▶ [Task to carry out]: Change "single pin" to "single point" everywhere it appears in the material below, and reproduce the rest without any other edits.
START Source material
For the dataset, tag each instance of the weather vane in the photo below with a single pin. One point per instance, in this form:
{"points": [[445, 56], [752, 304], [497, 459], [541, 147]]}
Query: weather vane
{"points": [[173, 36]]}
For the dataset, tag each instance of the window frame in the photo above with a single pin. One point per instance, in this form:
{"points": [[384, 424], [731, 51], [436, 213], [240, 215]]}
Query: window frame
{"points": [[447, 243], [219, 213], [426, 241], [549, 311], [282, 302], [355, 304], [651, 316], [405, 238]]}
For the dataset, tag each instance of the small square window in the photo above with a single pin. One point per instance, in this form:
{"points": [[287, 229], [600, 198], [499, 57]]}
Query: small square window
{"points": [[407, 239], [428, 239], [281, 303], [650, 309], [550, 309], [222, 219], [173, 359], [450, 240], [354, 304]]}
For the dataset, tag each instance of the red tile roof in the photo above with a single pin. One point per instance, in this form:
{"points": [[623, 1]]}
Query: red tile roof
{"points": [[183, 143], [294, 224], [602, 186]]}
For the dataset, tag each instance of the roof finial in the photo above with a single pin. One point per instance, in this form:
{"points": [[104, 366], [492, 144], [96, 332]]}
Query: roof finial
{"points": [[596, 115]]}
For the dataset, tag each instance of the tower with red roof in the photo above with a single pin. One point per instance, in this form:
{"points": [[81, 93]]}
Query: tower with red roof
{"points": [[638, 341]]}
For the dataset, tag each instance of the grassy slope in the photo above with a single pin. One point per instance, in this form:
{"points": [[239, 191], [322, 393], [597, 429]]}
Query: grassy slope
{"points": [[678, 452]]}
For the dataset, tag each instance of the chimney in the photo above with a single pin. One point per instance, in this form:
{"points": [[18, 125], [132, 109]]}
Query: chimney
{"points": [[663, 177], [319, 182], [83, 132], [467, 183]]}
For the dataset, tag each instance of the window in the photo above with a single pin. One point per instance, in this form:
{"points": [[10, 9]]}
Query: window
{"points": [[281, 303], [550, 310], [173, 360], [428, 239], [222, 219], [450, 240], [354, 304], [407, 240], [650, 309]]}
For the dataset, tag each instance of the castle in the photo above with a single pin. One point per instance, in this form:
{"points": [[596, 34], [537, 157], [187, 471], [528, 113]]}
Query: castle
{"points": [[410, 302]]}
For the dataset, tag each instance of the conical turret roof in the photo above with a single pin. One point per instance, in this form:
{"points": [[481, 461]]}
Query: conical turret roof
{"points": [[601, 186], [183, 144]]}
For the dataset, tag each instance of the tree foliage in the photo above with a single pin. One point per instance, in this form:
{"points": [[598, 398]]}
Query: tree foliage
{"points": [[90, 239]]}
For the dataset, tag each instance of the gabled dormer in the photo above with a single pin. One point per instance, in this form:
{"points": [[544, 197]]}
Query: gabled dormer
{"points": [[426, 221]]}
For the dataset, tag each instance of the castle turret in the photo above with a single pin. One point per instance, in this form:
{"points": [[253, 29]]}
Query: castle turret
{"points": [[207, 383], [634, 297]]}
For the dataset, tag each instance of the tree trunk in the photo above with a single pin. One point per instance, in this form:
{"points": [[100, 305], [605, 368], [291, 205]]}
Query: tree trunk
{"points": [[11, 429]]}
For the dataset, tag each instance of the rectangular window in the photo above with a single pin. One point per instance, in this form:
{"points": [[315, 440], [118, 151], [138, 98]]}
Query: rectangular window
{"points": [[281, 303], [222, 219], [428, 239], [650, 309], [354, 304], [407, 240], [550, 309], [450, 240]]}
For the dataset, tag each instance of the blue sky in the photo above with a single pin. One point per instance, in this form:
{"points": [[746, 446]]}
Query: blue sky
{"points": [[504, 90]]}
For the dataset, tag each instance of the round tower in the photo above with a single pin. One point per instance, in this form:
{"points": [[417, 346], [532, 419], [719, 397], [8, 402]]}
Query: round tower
END Source material
▶ [Reply]:
For the dataset, tag each instance of the weather vane in the photo below with a single point. One point per instance, in this form:
{"points": [[445, 56], [752, 304], [497, 459], [541, 147]]}
Query: weather vane
{"points": [[173, 36]]}
For the dataset, tag each instance of the window frame in the photo above with a single point. One point per instance, in this form:
{"points": [[384, 424], [731, 51], [436, 213], [240, 215]]}
Query: window frame
{"points": [[447, 243], [219, 213], [426, 241], [549, 311], [282, 302], [355, 304], [651, 316], [405, 238]]}
For the dataset, tag each instance of the small square window in the photo above with a single point. One point per instance, in this form:
{"points": [[287, 229], [600, 198], [499, 57]]}
Query: small square window
{"points": [[407, 239], [428, 239], [281, 303], [650, 309], [550, 309], [222, 219], [173, 359], [450, 240], [354, 304]]}
For the dataset, tag each instance of the red tile roof in the photo above with a single point. One point per instance, in this form:
{"points": [[623, 1]]}
Query: red tile roof
{"points": [[183, 143], [294, 224], [602, 186]]}
For the dataset, tag each instance of the roof finial in the photo above with a single point. One point per instance, in this form:
{"points": [[104, 366], [492, 144], [96, 332]]}
Query: roof finial
{"points": [[596, 115]]}
For the dataset, tag each instance of the tower with red roof in the photo above with a single point. One point per instance, in this form:
{"points": [[81, 93]]}
Query: tower with red roof
{"points": [[638, 341]]}
For the dataset, tag each instance of the grassy slope in the photo above with a single point. One point per instance, in this form:
{"points": [[239, 191], [322, 393], [597, 429]]}
Query: grassy slope
{"points": [[678, 452]]}
For the dataset, tag each instance of the chimney in the photo above with a single point. One point per instance, in this form:
{"points": [[18, 125], [132, 109]]}
Query: chimney
{"points": [[663, 177], [319, 182], [83, 132], [467, 183]]}
For the dataset, tag each instance of the window in the photo above with a single point. One point per instance, in this form:
{"points": [[10, 9]]}
Query: window
{"points": [[281, 303], [550, 310], [173, 360], [428, 239], [222, 219], [450, 240], [354, 304], [407, 240], [650, 309]]}
For the dataset, tag each instance of the castle in the photo above with a single point. One point per instance, in this form:
{"points": [[596, 34], [537, 157], [187, 471], [528, 113]]}
Query: castle
{"points": [[410, 302]]}
For the dataset, tag each instance of the conical turret roof in the photo above with a single point. One point per instance, in this form:
{"points": [[481, 461]]}
Query: conical turret roof
{"points": [[601, 186], [183, 144]]}
For the dataset, tag each instance of the tree foliage in the photo above with a single point. One point per instance, in this form:
{"points": [[598, 398]]}
Query: tree foliage
{"points": [[90, 239]]}
For the dataset, tag each instance of the gabled dormer in the photo above with a single point. One point per instance, in this form:
{"points": [[544, 197]]}
Query: gabled dormer
{"points": [[426, 221]]}
For the dataset, tag each instance of the castle turret in the photo above with a single point. One point per instance, in this form:
{"points": [[253, 29]]}
Query: castle turret
{"points": [[207, 383], [634, 297]]}
For the dataset, tag each instance of the tree trunk in the photo above with a single point. One point per instance, in this form:
{"points": [[100, 305], [605, 368], [291, 205]]}
Query: tree trunk
{"points": [[11, 429]]}
For the dataset, tag each instance of the rectangular window in the photo above with a single point. One point per instance, in this form:
{"points": [[315, 440], [118, 151], [138, 98]]}
Query: rectangular window
{"points": [[281, 303], [222, 219], [428, 239], [650, 309], [354, 304], [407, 240], [550, 309], [450, 240]]}
For the dataset, tag each instance of the blue sky in the photo above with a single point. One point per instance, in this form:
{"points": [[746, 446]]}
Query: blue sky
{"points": [[504, 90]]}
For the dataset, tag each instance of the round tower in the photo above with a single point. One point per instance, in this form:
{"points": [[417, 346], [532, 419], [719, 397], [8, 402]]}
Query: round tower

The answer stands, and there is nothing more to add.